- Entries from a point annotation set
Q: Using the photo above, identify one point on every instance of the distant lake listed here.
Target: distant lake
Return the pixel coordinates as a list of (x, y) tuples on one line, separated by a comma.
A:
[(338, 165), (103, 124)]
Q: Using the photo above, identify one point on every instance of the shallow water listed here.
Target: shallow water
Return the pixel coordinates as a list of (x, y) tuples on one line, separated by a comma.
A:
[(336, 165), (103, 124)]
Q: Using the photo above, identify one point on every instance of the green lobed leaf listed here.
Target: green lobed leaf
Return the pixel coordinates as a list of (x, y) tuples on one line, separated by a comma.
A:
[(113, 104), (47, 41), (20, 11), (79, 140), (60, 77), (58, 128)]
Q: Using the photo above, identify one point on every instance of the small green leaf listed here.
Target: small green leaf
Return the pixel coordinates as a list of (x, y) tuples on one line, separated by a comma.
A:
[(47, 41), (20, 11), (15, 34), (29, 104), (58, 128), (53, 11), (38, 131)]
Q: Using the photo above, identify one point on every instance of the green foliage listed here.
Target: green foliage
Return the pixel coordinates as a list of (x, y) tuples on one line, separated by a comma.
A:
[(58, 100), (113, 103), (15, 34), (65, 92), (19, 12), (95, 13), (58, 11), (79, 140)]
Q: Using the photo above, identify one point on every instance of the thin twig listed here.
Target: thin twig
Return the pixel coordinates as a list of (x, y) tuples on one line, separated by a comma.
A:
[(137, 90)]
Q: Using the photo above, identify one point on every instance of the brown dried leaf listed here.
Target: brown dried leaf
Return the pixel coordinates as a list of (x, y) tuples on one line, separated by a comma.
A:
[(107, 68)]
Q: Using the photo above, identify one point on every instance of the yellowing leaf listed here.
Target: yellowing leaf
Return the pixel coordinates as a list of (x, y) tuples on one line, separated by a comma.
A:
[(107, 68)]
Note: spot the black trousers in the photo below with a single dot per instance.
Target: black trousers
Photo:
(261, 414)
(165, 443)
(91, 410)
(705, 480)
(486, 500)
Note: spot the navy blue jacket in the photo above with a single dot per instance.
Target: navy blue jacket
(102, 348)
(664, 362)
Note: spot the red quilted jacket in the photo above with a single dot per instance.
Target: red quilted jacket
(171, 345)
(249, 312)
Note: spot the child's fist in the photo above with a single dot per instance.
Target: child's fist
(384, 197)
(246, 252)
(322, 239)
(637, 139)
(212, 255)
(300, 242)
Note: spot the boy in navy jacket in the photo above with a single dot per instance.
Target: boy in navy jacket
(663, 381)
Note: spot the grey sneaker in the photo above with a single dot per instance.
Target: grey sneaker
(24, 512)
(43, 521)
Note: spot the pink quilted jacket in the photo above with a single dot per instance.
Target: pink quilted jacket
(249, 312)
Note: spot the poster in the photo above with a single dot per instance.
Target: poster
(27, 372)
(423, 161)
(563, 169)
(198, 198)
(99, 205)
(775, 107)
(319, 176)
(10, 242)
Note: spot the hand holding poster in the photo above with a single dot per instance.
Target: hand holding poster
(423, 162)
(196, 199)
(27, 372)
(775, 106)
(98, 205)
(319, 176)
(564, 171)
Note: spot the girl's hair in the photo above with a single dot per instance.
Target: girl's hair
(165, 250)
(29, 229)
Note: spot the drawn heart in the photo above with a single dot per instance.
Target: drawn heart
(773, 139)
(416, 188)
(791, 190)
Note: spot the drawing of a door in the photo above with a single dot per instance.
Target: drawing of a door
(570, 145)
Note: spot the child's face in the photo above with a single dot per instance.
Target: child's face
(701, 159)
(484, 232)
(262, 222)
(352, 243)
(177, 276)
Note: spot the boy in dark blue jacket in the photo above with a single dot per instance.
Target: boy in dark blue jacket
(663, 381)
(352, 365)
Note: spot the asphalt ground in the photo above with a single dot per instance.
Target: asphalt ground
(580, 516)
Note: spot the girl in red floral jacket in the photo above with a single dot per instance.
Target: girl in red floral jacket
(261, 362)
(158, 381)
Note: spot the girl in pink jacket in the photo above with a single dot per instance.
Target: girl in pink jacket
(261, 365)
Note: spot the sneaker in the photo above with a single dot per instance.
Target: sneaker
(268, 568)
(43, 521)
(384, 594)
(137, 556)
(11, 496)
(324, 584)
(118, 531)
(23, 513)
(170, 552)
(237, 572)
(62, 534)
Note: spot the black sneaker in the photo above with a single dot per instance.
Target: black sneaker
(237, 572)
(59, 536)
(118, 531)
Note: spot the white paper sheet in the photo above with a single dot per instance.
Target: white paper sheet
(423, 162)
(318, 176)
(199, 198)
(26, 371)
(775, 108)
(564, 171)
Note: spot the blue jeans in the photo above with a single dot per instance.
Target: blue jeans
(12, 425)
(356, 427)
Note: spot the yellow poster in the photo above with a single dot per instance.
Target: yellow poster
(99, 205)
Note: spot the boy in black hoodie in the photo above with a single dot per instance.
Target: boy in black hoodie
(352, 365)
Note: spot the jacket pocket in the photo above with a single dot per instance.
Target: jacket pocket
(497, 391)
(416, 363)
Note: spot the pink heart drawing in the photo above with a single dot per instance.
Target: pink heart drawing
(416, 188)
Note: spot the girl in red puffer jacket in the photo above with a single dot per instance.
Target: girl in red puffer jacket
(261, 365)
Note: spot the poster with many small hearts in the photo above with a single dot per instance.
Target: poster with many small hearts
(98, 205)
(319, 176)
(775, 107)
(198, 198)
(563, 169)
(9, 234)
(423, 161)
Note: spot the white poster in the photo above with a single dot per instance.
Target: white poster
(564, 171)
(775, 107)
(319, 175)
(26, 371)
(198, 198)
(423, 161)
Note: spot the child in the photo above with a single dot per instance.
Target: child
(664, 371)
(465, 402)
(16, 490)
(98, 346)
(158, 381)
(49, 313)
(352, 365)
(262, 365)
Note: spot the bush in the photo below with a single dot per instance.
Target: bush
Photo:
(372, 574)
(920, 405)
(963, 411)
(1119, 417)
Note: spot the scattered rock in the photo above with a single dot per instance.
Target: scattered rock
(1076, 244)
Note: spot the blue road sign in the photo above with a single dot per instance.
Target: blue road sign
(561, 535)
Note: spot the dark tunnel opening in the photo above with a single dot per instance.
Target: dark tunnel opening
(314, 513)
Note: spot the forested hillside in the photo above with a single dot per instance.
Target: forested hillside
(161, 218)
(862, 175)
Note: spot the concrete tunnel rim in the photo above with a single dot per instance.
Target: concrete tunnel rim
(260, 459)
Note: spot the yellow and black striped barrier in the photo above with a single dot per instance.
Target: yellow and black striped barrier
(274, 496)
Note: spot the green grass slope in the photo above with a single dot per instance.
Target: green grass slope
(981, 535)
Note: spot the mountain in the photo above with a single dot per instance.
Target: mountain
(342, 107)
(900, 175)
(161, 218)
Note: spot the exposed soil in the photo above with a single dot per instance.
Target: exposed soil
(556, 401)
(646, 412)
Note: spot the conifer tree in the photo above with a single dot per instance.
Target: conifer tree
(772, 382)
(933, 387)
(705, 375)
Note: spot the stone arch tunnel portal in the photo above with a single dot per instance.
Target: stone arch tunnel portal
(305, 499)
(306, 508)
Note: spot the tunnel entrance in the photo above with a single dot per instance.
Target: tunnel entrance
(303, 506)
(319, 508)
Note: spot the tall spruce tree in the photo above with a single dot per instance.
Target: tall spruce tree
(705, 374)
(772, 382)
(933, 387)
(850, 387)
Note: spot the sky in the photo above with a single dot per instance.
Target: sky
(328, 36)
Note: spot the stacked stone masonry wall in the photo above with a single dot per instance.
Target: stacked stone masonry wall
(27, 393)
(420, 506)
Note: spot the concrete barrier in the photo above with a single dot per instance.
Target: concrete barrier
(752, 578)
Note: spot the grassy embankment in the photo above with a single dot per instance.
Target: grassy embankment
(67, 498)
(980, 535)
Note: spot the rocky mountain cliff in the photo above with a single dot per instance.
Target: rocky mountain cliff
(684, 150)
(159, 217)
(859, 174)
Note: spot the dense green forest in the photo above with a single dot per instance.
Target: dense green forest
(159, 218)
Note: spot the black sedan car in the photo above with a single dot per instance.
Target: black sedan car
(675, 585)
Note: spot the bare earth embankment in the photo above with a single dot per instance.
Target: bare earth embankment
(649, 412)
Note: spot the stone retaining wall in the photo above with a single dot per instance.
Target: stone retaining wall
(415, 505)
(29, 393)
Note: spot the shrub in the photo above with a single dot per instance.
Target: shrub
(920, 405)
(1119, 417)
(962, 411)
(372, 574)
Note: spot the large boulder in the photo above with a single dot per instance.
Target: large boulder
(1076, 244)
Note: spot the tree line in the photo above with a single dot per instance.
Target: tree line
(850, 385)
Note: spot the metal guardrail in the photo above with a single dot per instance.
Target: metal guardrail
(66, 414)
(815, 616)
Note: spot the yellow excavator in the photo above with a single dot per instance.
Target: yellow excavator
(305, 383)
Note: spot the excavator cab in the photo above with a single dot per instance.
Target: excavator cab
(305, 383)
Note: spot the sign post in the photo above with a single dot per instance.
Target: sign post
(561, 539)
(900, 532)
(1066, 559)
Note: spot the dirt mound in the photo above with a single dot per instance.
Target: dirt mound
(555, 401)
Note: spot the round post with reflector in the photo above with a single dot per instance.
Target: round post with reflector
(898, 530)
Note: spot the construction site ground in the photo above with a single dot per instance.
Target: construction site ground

- WRITTEN INSTRUCTION
Please copy the records word for word, from the start up to and including the line with "[(336, 165), (103, 124)]".

- RESPONSE
Q: Using the photo above, identify one point on every instance of the distant lake listed here.
Target: distant lake
Return the pixel coordinates as a list of (x, y) tuples on one line, separated by a comma.
A:
[(338, 165), (103, 124)]
Q: Using the photo above, identify one point on every instance of the shallow water listed here.
Target: shallow water
Return the pixel coordinates as a list of (x, y) tuples on one line, separated by a comma.
A:
[(336, 165), (103, 124)]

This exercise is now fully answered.